Requirement | Please copy out all of the material below, requests included, and shift each point coordinate in the answers by adding 23 to every number, leaving the sample coordinates in the requests unchanged. Leave the pictures out of your reply.

⟨

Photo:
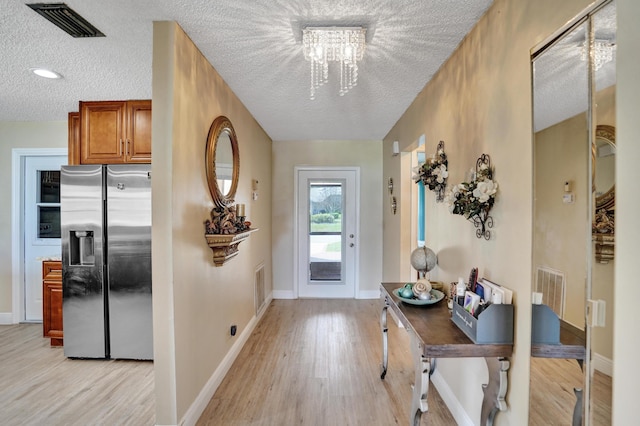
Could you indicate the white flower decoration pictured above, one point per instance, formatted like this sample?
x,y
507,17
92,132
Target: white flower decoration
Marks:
x,y
484,190
441,173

⟩

Written response |
Photo:
Could you indicate the white flower decoration pictured above, one point per instance, formatted like this sample?
x,y
507,17
92,132
Target: white flower decoration
Marks:
x,y
507,213
464,196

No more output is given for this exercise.